**AUSGEWÄHLTER TEXTAUSZUG:**
# taz.de -- Flüchtlingsdeal mit Albanien: Italien setzt auf Abschreckung
       
       > Die Flüchtlingszahlen in Italien steigen. Die Regierung will nun eine
       > restriktivere Unterbringung und vorgelagerte Asylzentren in Albanien.
       
 (IMG) Bild: Protest von Geflüchteten in Bologna, Italien, 14. Oktober 2023
       
       Italiens Ministerpräsidentin Giorgia Meloni feiert gerne die angeblichen
       Spitzenleistungen ihrer seit Oktober 2022 amtierenden Rechtsregierung. Dazu
       gehört das höchste Wirtschaftswachstum des Landes, seit es EU-Mitglied ist,
       sowie die niedrigste Arbeitslosenquote in der Geschichte Italiens und ein
       Rekord bei den Ausgaben für das Gesundheitswesen.

**AUFGABE:** Führe den Artikel über Italiens Flüchtlingsdeal mit Albanien nach dem Satz über den Rekord bei den Ausgaben für das Gesundheitswesen weiter. Die Einträge sind eigenständiges Material und gehören nicht zum Artikel über Italiens Flüchtlingsdeal mit Albanien.

**ÜBUNGSDATEN:**
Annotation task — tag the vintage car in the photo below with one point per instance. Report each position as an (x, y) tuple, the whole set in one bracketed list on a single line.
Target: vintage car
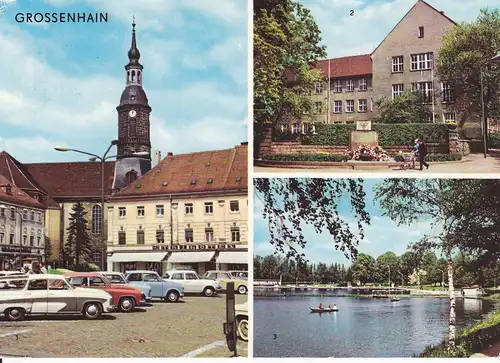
[(126, 298), (223, 277), (117, 278), (192, 283), (44, 294), (241, 313), (160, 288)]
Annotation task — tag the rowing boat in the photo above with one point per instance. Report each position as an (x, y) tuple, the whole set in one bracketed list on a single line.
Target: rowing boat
[(324, 310)]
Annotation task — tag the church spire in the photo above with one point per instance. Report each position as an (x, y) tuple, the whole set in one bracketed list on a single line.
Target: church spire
[(134, 68)]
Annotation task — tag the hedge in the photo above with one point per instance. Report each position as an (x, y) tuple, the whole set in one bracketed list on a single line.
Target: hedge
[(389, 134), (306, 157)]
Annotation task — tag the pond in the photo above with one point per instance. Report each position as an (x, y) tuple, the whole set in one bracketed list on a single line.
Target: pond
[(284, 326)]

**ANTWORT:**
       Einen anderen Rekord zelebriert die Postfaschistin nicht: den bei den
       Ankunftszahlen von Geflüchteten. Seit Januar 2023 gelangten 153.000
       Menschen vor allem [1][über die zentrale Mittelmeerroute] nach Italien, so
       viele wie seit 2016 nicht mehr. Zum Vergleich: Im gesamten Jahr 2022 waren
       etwa 105.000 in Italien eingetroffen. Dabei hatte Melonis
       ultranationalistische Partei Fratelli d’Italia ebenso wie die mindestens
       genauso fremdenfeindliche Lega ihres Koalitionspartners Matteo Salvini im
       Wahlkampf 2022 versprochen, unter ihrer Regierung werde Schluss sein mit
       der „illegalen Einwanderung“.
       
       Um ihrer Wählerschaft zu beweisen, dass sie ihre Versprechen dennoch nicht
       vergessen hat, verfolgt Meloni nun einen anderen Weg: den Geflüchteten das
       Leben noch saurer machen. Die erste Maßnahme zielt auf Minderjährige ab.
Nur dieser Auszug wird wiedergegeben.